Excerpt provided.
MWC is a brilliant show, of course. Not because of the big talk and shiny displays, although they are fun, too. But because you can get lost on the main streets and back alleys of this pop-up tech metropolis for a week at the end of February; because somewhere in Barcelona, between the flashes of late winter sun, you can find whatever you want. Telco? Follow the lights, sir. Handsets, modules, chips? This way, my man. Compute wizardry? Yeah, scattered all about. IoT, you say? Out back. Enterprise? Everywhere you look, and nowhere at all. AI? Are you taking the mick? 

It is funny to talk to the old (low-power section of the) IoT crowd about MWC, especially the stalwart non-cellular elements that made IoT a long-range connectivity discipline in the first place. It used to be that you’d come across them in halls seven or eight (out back) after a couple of days’ getting fried in the hot air and UV buzz of the main stands; they’d be leaning against painted MDF booths, looking across empty space, a little forlorn. But what they said was most interesting – about private networks, ecosystem building, industrial revolution. 

Which, of course, has become the mantra in the main halls as well over the last few years – as mobile operators have struggled to monetise 5G services and make money back on 5G investments, and as spectrum regulation in global markets has opened local airwaves to private cellular, and created a noisy battlefield for their awkward offensive in the enterprise space. It is a complicated scene, which the non-cellular IoT crowd has been navigating for a decade – and appears to have finally crossed, perhaps, in mob-handed fashion. 

Indeed, these high-power IoT execs might do well to swing by the low-power IoT mob in hall eight, and prick-up their ears and fill-up the space. Because IoT has been a chastening journey, so far; great fortunes have been lost, and hardly made. But those that have survived are humbler, somehow, and also united – as if they owe their existence to a tight-knit company of tech soldiers. They are resolved, finally, that they know how to make a decent and impactful business out of IoT, if not an easy one. That seems to be the message, at least. 

It is how Wienke Giezeman, chief executive at The Things Industries (TTI), the Amsterdam-based LoRaWAN collective selling core networking and tooling for low-power IoT systems, puts it. Kind-of. He has phoned for a chat, just because he likes to chat – and because he’s good at it, and he thinks the IoT space has rationalised (“not consolidated”) and the big MWC shindig is a diary-marker for the whole market. So what’s the lesson? “That there is no fairytale in IoT – about one-stop shops, and easy wins,” he responds. It goes for high-power IoT, too, surely

“I don’t know. But IoT is hard, and the companies that are successful are the ones that know how to cherry-pick. Successful IoT solutions comprise a stack, and the simpler the stack, the better,” he says. But the same narrative is being peddled in the private 5G market; that 5G has gone from being the king of new digital tech to being a servant (among many) of new digital enterprise, and talk about cure-alls and ‘primes’ has been swapped for niche pursuits and team-plays. There must be lessons for high-power IoT in low-power IoT, which can cut through all the MWC BS

That would make a great keynote, suggests RCR. “I think Afzal [Mangal] from Deutsche Telekom has already given that talk,” responds Giezeman, referring to the founder of the German operator’s IoT developer startup unit, IoT Creators, and its former head of IoT marketing and innovation, and a familiar on the LoRaWAN circuit besides. He goes on: “He has talked about the end of telcos, and why they’ve struggled with new business. But the story is a bit late; they have embraced their roles as bit pipes.” It’s not quite the same, but Giezeman is not overly-interested in the private 5G market, anyway.

Material provided.
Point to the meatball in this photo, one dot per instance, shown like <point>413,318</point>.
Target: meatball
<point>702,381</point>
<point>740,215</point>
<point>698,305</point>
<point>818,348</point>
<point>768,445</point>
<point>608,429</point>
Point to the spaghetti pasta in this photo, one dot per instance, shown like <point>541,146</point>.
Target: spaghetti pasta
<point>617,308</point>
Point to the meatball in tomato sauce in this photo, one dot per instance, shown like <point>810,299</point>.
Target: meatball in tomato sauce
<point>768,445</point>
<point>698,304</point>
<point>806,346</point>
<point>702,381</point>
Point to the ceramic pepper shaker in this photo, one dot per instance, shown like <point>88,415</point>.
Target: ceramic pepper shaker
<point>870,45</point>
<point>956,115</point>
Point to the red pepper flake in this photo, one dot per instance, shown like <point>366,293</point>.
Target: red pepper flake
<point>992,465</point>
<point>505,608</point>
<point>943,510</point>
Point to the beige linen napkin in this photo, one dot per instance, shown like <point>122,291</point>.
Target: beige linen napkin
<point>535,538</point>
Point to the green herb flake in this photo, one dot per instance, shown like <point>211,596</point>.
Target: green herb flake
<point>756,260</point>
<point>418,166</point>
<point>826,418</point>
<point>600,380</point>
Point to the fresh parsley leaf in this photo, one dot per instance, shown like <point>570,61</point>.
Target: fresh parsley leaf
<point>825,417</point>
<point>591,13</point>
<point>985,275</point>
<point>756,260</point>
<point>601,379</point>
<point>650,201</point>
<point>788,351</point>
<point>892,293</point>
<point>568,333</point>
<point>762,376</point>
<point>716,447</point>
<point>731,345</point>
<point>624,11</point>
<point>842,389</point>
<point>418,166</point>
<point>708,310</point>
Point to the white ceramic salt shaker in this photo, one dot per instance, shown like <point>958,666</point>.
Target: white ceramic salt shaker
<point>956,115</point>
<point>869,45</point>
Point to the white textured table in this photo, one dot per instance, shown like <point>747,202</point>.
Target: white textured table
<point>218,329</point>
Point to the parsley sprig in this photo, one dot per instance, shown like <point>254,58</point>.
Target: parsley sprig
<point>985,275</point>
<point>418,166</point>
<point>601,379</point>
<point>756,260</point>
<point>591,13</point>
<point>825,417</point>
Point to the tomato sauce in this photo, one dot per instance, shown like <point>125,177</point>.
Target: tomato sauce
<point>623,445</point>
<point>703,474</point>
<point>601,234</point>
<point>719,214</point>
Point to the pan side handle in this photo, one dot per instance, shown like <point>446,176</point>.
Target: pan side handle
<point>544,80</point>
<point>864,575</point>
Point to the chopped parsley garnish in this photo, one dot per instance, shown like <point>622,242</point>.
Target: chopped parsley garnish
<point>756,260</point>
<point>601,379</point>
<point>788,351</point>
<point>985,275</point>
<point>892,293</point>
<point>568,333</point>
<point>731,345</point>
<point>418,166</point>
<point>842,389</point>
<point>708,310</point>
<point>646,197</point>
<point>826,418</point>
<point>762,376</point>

==

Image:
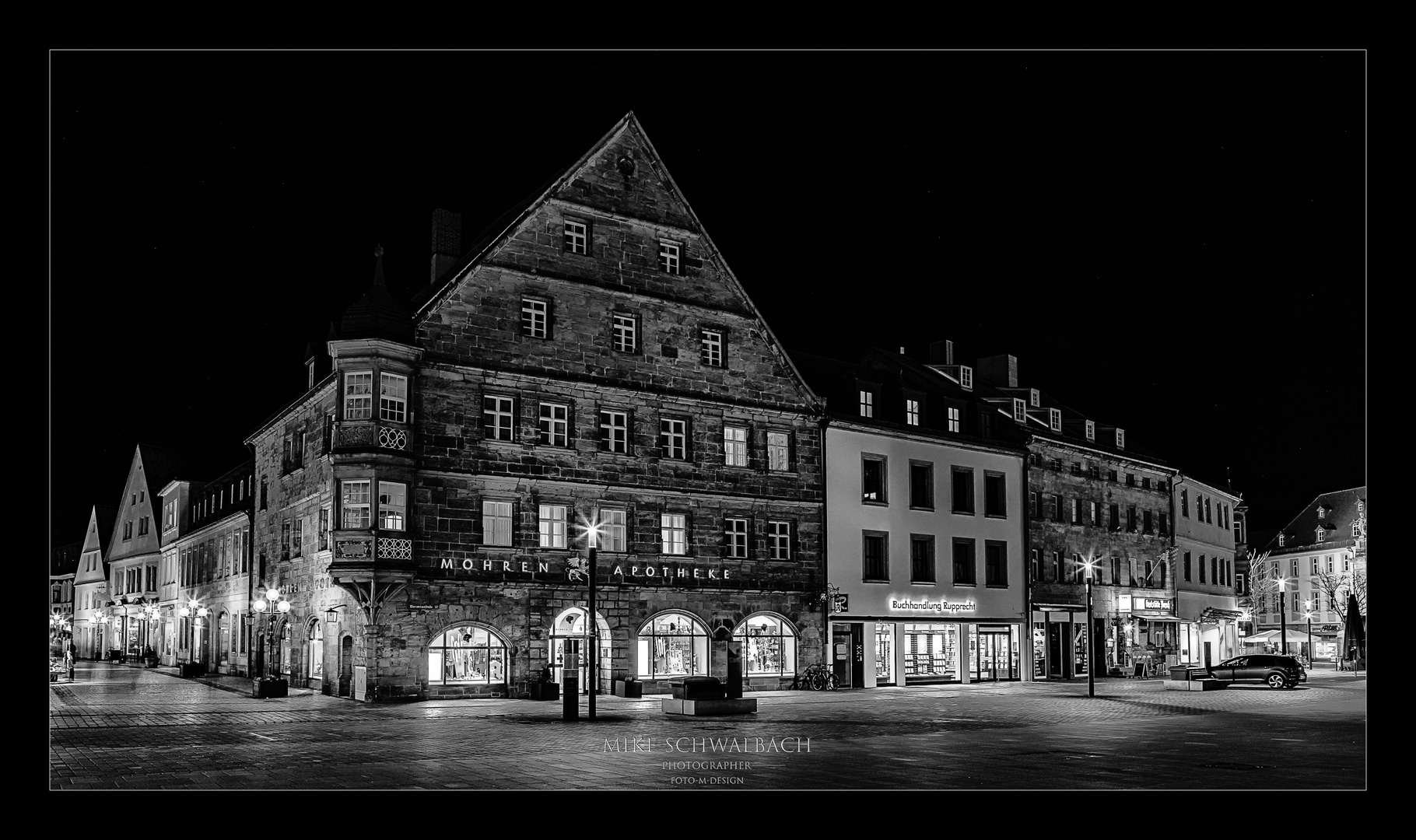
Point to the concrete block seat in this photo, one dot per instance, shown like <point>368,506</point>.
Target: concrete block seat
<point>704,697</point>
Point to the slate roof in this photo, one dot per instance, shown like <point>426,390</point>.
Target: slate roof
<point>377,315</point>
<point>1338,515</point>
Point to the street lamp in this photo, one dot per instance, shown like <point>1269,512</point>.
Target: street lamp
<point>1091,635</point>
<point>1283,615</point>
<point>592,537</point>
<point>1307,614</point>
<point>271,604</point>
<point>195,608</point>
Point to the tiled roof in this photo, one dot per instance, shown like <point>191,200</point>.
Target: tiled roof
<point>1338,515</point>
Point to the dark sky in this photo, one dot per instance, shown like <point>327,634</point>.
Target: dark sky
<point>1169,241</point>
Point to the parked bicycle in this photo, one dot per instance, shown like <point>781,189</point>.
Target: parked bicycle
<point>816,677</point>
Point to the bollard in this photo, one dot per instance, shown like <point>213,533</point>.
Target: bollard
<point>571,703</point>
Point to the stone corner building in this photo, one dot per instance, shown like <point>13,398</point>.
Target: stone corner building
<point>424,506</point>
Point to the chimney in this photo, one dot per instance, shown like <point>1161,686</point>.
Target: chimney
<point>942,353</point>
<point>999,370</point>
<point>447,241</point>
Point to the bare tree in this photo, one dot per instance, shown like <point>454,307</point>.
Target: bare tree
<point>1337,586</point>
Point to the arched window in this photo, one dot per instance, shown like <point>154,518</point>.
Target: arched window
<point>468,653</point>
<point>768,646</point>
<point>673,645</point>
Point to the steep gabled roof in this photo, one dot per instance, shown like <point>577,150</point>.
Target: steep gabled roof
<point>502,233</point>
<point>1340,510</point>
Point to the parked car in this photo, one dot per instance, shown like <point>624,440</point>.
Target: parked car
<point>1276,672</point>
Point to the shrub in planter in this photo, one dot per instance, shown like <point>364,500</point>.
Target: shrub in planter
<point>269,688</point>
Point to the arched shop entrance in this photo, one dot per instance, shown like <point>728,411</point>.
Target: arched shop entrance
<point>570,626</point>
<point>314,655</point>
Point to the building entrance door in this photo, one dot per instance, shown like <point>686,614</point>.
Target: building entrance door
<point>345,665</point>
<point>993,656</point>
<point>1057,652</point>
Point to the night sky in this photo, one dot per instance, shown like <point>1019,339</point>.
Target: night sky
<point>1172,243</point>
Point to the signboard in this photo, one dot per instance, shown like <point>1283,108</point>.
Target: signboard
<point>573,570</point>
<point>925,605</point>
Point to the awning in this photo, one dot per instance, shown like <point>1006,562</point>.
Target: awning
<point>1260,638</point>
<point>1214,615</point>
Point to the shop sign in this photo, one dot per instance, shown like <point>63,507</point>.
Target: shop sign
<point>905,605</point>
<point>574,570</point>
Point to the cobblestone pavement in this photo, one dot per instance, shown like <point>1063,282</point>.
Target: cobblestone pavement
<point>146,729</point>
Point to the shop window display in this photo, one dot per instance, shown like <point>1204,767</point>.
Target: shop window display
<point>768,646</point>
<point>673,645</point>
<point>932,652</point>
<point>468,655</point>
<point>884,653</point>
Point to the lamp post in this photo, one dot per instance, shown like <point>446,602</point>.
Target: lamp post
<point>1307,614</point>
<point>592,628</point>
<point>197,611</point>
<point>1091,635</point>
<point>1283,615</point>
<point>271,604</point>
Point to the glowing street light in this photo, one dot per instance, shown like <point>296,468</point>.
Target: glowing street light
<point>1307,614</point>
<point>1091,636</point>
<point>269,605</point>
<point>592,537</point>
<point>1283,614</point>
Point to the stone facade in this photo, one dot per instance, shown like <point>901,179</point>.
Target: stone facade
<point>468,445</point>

Required tasks.
**a)** Decide whether each statement below agrees with the MWC excerpt above. Answer yes or no for each, and quote the words of the excerpt that settle it.
(i) The Things Industries is based in Amsterdam.
(ii) Giezeman thinks the IoT space has consolidated.
(iii) Giezeman is very interested in the private 5G market.
**b)** Repeat the part of the MWC excerpt that begins at the words "MWC is a brilliant" and ends after the words "taking the mick?", with no changes.

Answers by task.
**a)**
(i) Yes: "the Amsterdam-based LoRaWAN collective"
(ii) No: "he thinks the IoT space has rationalised (“not consolidated”)"
(iii) No: "Giezeman is not overly-interested in the private 5G market, anyway."

**b)**
MWC is a brilliant show, of course. Not because of the big talk and shiny displays, although they are fun, too. But because you can get lost on the main streets and back alleys of this pop-up tech metropolis for a week at the end of February; because somewhere in Barcelona, between the flashes of late winter sun, you can find whatever you want. Telco? Follow the lights, sir. Handsets, modules, chips? This way, my man. Compute wizardry? Yeah, scattered all about. IoT, you say? Out back. Enterprise? Everywhere you look, and nowhere at all. AI? Are you taking the mick?